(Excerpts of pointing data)
******************************
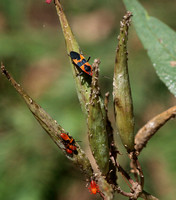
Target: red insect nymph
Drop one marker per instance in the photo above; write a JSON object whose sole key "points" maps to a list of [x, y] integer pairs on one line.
{"points": [[94, 188]]}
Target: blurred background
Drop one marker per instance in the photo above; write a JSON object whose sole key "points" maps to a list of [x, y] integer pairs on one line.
{"points": [[32, 48]]}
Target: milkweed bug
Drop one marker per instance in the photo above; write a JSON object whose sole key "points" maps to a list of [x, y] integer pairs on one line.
{"points": [[80, 61], [69, 143], [67, 138], [94, 188]]}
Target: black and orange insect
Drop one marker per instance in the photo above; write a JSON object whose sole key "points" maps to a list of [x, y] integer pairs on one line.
{"points": [[80, 61], [93, 188], [69, 143]]}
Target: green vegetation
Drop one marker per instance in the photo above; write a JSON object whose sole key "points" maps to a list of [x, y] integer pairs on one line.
{"points": [[31, 166]]}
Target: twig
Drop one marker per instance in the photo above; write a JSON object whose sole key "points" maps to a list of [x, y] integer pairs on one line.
{"points": [[149, 129], [51, 127], [145, 195]]}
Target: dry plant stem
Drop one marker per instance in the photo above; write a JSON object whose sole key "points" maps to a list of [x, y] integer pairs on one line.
{"points": [[96, 123], [121, 88], [145, 195], [149, 129], [137, 170], [51, 127], [82, 87]]}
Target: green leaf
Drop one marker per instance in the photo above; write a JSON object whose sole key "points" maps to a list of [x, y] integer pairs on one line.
{"points": [[160, 42]]}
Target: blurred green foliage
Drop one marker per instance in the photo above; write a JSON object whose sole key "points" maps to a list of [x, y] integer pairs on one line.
{"points": [[31, 166]]}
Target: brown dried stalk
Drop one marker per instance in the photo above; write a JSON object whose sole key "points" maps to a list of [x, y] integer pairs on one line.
{"points": [[151, 127]]}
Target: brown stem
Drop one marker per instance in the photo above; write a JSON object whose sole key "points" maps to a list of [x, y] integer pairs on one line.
{"points": [[145, 195], [149, 129]]}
******************************
— Task prompt —
Update the listing by changing every "Drop one marker" to "Place a single marker" and leaving all other text as it is. Omit the pictures from your answer.

— Complete output —
Target: red insect nymph
Place a single marker per instance in the photo above; write a JSON object whose sole key "points" maps to a list of [x, y] integer pairs on one line.
{"points": [[94, 188]]}
Target: blurred background
Place a single marker per instance in the photo above; write a JSON object whose sole key "points" maps to a list of [x, y] integer pairs on one line.
{"points": [[32, 48]]}
Target: milkweed bug
Place a single marker per instance in the photo above; write a JSON object whose sole key "points" maps to a list of [x, y] integer pairs on one line.
{"points": [[80, 61], [69, 143], [67, 138], [94, 188]]}
Target: black and orange insect
Place a single marker per instance in the photo above; write a JSON object whose sole key "points" maps to a list of [x, y] integer pairs on one line.
{"points": [[80, 61], [93, 188], [69, 143]]}
Target: green vegetation
Place a single marker per instance in the photo above; write a JSON object whose sole key "points" maps to a list of [x, y] integer pairs on one line.
{"points": [[31, 166]]}
Target: twig
Place a single marker per instance in the photo above; write a JSON object whose sole key "points" maps to a list of [x, y] integer pairs on one line.
{"points": [[149, 129], [51, 127], [145, 195]]}
Target: dry plant stem
Place a single marker per instance in the photo above; write a JSON object whose sole key "points" maps to a list of [x, y] integer pairs on one line.
{"points": [[96, 123], [121, 88], [145, 195], [149, 129], [137, 170], [51, 127], [82, 87]]}
Target: green leaf
Place a single marker per instance in the photo above; write a JSON object whose sole key "points" maps to a list of [x, y] integer pairs on one line.
{"points": [[160, 42]]}
Target: blurred green foliage
Place a single marker per instance in the photo above; write a JSON object whose sole key "points" maps to a list of [x, y] integer pairs on one line.
{"points": [[31, 166]]}
Target: brown dried stalk
Place a single marker per instance in the photo above; write a JSON object whose sole key "points" maps to a list of [x, y] integer pairs on one line.
{"points": [[151, 127]]}
Target: brown stem
Place a single marker per instance in the photo above; write a JSON object whose sole key "points" maps to a list of [x, y] integer pairs on one line.
{"points": [[145, 195], [149, 129]]}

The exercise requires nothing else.